═══ Text provided ═══
Comment: The OMS DERWG appreciates clarity on what types of disputes will and will not be covered by MISO’s existing processes set forth in Attachment HH. However, in the future, MISO’s coordination framework should account for potential disputes between DERA, EDCs, LBAs, TOs, and other entities. Creating a DER database with geospatial data showing boundaries for EPNodes/CPNodes will help reduce potential disputes around DEAR eligibility and also serve to streamline the review/registration process.

Module B (page 3 section 31.0.0): Point-to-Point Transmission Service customers are not required to obtain Transmission Service for the receipt of Energy and transmission of such Energy associated with Electric Storage Resources when withdrawing Energy while providing Regulating Service or Down Ramp Capability. MISO’s comment in the redlined tariff “tracked changes” version states; “Order 841 provision not being extended to DEAR so do not include DEAR here.”

Comment: The Order 841 exemption from obtaining transmission service for regulation service or down ramp capability should be extended to DEAR that include energy storage as part of the aggregation. At minimum, the exemption should be offered to homogenous DEAR that only include energy storage resources since these DEAR would effectively have the same technical capabilities as  entities that are ESR-registered under Order 841. Denying this exemption to such DEAR may impose a barrier to project development and raises concerns about discrimination against DEAR that may function in the same manner as an ESR. Should MISO disagree with this assessment, please explain why it is appropriate to not extend the Order 841 exemption to energy storage included under a DEAR.
═══
▶ **Tasks for this exercise**
1. Decide whether each statement agrees with the comments on MISO's tariff provisions, answering yes or no and quoting the deciding words: (a) The OMS DERWG wants the Order 841 exemption extended to DEAR that include energy storage. (b) MISO's note in the redlined tariff says the Order 841 provision is being extended to DEAR. (c) A DER database with geospatial data is put forward as a way to reduce disputes over DEAR eligibility.
2. Carry on the comments on MISO's tariff provisions, starting after their last sentence.
The listing that follows comes from a separate source.
═══ Data lines ═══
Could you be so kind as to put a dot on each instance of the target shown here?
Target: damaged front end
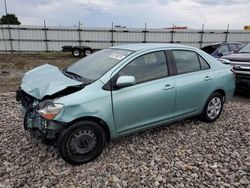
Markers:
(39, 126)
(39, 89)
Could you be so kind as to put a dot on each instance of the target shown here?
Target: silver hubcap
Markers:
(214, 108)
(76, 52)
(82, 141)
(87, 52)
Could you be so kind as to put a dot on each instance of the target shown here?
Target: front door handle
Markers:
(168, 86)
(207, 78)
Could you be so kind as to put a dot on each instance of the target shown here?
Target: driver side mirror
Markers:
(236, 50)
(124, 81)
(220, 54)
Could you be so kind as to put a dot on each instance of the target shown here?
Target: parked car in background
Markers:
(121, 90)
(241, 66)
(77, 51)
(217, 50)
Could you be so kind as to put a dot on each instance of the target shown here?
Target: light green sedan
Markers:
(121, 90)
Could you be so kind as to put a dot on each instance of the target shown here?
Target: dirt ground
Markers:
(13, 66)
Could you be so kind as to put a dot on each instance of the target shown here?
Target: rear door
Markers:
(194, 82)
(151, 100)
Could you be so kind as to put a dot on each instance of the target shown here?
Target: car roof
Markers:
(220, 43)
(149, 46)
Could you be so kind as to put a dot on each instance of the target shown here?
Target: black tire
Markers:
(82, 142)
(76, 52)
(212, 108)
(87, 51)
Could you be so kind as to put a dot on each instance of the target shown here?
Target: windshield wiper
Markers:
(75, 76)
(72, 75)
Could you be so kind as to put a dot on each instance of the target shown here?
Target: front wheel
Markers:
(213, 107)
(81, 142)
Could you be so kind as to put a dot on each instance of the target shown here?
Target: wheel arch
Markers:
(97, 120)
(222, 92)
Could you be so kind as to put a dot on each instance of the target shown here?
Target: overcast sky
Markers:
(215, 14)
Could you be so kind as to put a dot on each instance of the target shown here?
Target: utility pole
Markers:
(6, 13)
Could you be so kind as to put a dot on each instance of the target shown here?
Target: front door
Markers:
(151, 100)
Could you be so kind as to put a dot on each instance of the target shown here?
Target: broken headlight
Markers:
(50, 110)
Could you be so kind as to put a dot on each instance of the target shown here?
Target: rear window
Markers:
═══
▶ **Answers provided**
1.
(a) Yes: "should be extended to DEAR that include energy storage as part of the aggregation."
(b) No: "Order 841 provision not being extended to DEAR so do not include DEAR here."
(c) Yes: "will help reduce potential disputes around DEAR eligibility"

2.
Module C (page 95-96 section 34.0.0): MISO tariff language states; “LBAs will work with the EDC, and Transmission Provider to review the composition of a CPNode proposed for the DEAR.  The Transmission Provider will provide LBAs and EDCs with access to the electrical location and magnitude of each resource enrolled by a DERA to perform operational planning studies.  If the LBA takes no action, the EPNode will be assigned by the Transmission Provider.  If the LBA confirms the DEAR then the LBA shall identify the EPNode assignment.   If the LSE takes no action, the Load Zone associated to the DEAR will be assigned by the Transmission Provider.  If the LSE confirms the DEAR, then the LSE shall identify or approve the Load Zone associated with the DRR, LMR, or EDR. 

Comment: The importance of MISO’s role as a coordinator between DERA, EDC, LBA, LSE and TOs is evident in the tariff language cited here. Development of a geospatial database that includes physical boundaries for EP/CPNodes will be extremely important for facilitating the DEAR review/registration process outlined in MISO’s tariffs, as well as interconnection/review processes undertaken by EDCs, RERRAs, TOs and other entities.

 

MEMORANDUM
TO: MISO DISTRIBUTED ENERGY RESOURCE TASK FORCE
FROM: THE ENTERGY OPERATING COMPANIES
SUBJECT: FERC ORDER 2222 FILING FRAMEWORK – ORDER 2222 TARIFF LANGUAGE
DATE: FEBRUARY 24, 2022

The following feedback is offered by the Entergy Operating Companies ("EOCs")[1] in response to the request made during the February 10, 2022, Distributed Energy Resource Task Force (DERTF) meeting concerning the FERC Order 2222 filing framework and the related Order 2222 Tariff language edits to Modules A, B, C, E-1, and Attachment TT. 

Module A Section 12 – Common Tariff Provisions – Dispute Resolution Process:

  • The EOC’s support the use of the current Market Settlements dispute process through the MISO settlements group for Market Activities related Order 2222 participation. 

Module B – Transmission Service:

  • MISO should add clarify language to Module B to ensure that it is understood that this Module pertains to a MISO initiated Manual Redispatch and is not related to an Electric Distribution Company (EDC) requiring a DEAR to redispatch or come offline in response to distribution system safety or reliability concerns.  Additional language should also be added that makes it clear that market or settlement implications related to needed EDC initiated redispatch is borne solely by the DEAR and is not the responsibility of the EDC.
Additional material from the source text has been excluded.